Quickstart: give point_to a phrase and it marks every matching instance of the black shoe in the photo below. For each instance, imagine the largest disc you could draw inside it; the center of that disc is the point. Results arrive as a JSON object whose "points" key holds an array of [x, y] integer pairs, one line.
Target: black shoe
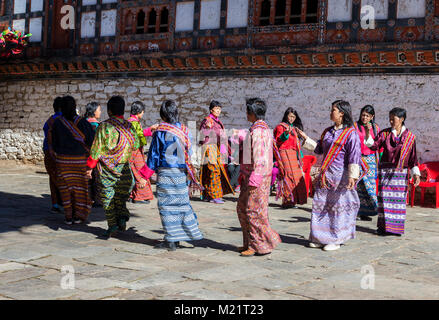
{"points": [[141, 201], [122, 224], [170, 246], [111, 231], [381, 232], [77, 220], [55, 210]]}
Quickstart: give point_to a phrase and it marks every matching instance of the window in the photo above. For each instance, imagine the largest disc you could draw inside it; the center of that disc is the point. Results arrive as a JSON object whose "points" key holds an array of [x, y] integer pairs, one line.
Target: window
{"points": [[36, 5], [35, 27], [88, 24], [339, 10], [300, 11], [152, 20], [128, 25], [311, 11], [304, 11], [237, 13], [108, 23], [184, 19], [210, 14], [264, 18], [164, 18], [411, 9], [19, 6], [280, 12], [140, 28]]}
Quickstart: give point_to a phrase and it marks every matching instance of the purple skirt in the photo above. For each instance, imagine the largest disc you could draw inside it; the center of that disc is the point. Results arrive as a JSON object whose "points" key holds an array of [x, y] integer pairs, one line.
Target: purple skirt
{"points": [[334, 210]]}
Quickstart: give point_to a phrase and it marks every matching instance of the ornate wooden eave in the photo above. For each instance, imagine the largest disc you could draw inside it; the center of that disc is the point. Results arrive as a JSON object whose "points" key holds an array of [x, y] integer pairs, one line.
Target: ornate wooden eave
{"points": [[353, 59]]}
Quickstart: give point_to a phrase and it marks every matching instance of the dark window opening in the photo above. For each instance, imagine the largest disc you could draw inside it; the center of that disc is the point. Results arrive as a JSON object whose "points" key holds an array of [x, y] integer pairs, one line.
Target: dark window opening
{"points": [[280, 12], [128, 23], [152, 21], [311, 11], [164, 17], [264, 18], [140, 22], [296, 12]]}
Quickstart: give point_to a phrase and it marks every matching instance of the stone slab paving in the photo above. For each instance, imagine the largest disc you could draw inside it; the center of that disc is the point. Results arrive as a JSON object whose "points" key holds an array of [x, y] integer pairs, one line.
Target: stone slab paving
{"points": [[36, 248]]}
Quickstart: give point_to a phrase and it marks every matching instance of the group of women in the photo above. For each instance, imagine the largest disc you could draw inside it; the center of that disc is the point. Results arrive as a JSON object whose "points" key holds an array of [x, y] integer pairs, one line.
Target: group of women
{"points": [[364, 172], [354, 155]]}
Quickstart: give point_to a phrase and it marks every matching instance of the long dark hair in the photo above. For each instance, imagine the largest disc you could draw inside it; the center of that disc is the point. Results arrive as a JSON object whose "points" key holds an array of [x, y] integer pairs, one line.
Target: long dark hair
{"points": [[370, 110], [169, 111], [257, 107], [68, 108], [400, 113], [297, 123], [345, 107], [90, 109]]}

§ AIM OF THE EXERCISE
Reproduce exactly the line containing "of the ornate" and every line after it through the end of the records above, and nothing else.

§ SOLUTION FOR THIS EXERCISE
Quickstart: give point_to a phrase and it marks every matching instance of the ornate wooden eave in the photo above. For each instance, imagine the largest disc you could draw inside it; the center of that disc is the point. Results arrive as a JSON object whose "points" key holds an array of [x, y] integer pairs, one line.
Target: ornate wooden eave
{"points": [[353, 59]]}
Quickstart: give point_to a phrase and it marks every matching instance of the dark window opening in the photo above. For each instance, imagine the largest disc you could draw inside it; the center of that disc is the point. Results arrive as a JSON object whose "points" key holds an array of [x, y] integer pairs, one line.
Target: dark window opening
{"points": [[280, 12], [128, 23], [152, 21], [311, 11], [164, 17], [264, 18], [140, 22], [296, 12]]}
Quickstart: give point_to a phrase and it marks every matching instance of the stone slab paving in the photo above. For each instance, imagine the largest disc you could draw inside it; the center of that disc is the point. Results arrive as a JSON object whose "points" key holds an array of [x, y] integer pairs, one line.
Target: stone slab paving
{"points": [[36, 248]]}
Quickstart: give point_to a phrase and it marks every matching instance of the group of women in the photo above. For each instance, imagine the largest disc you could draw inside it; the center of that disc is the point. Results arrive as a JSON object whose "points" key holds an array of [x, y] integer pairs, one line.
Target: group of women
{"points": [[364, 172], [354, 155]]}
Quickstart: give point_to a phrase and it marks every matching instance of the long dark hair in the photo above. For each instance, imagine the largest disc you could draw inside it; the center of that disc is the point. Results arrive as a JSON object whose "points" key holds an array of [x, y] integer pairs, one line.
Target: long dark hair
{"points": [[370, 110], [169, 111], [257, 107], [68, 108], [400, 113], [297, 123], [345, 107], [90, 109]]}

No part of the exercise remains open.